Excerpted passage:
====

Background

To this point you have worked through cases for which matilda can be used to compute probabilistic climate projections. A high number of runs (10k+) is often needed to get a stabilized solution that is robust enough to be used for inference. In these cases you may have noticed that using matilda functions (specifically iterate_model()) can be laborious. One way we can increase the computational efficiency of the matilda workflow is to take advantage of localized parallel computing (also called single-node parallel computing).

By leveraging localized parallel computing, the workload can be split among multiple cores on a single machine (i.e., workers), allowing runs to occur simultaneously and thereby increasing the speed of computation. This approach can significantly reduce the time required to complete the computations necessary for generating many thousand Hector runs using matilda.

For this tutorial we will take advantage of functions in the parallel package.

Loading packages

Frost install and load the packages we need to complete this tutorial. We will need matilda and parallel. If you have not installed these packages before, you will need to complete this before loading the package. Here is an example of installing matilda:

# Install Matilda from Github
remotes::install_github("jgcri/matilda")

If you already have matilda installed we can proceed with loading the package:

# Loading packages
library(matilda)

## Loading required package: hector

library(parallel)

Building .ini List

matilda is integrated with the Hector simple climate model and therefore we run the model in a similar way.

For this tutorial we will run matilda with different scenarios:

# locate the ini directory
ini_dir <- paste0(system.file("input", package = "hector"), "/")

# read in ini files into a list
ini_list <- list(ssp119 = paste0(ini_dir, "hector_ssp119.ini"),
                 ssp245 = paste0(ini_dir, "hector_ssp245.ini"),
                 ssp370 = paste0(ini_dir, "hector_ssp370.ini"),
                 ssp585 = paste0(ini_dir, "hector_ssp585.ini"))

====

Rows:
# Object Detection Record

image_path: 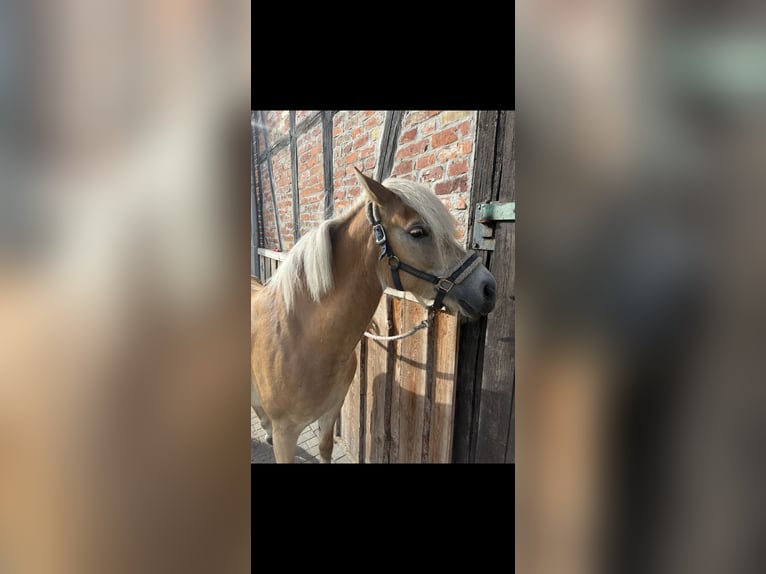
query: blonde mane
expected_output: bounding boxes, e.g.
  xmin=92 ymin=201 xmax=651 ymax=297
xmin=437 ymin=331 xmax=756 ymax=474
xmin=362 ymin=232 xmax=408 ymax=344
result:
xmin=269 ymin=177 xmax=460 ymax=314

====

Directions:
**a)** According to the matilda parallel computing tutorial, how many runs are often needed to get a stabilized solution that is robust enough for inference?
**b)** In the matilda parallel computing tutorial, why does localized parallel computing make the matilda workflow faster?

Outputs in order:
**a)** 10k+ runs.

**b)** It splits the workload among multiple cores, or workers, on a single machine, so runs occur simultaneously and computation speeds up. This can greatly reduce the time needed to generate many thousand Hector runs with matilda.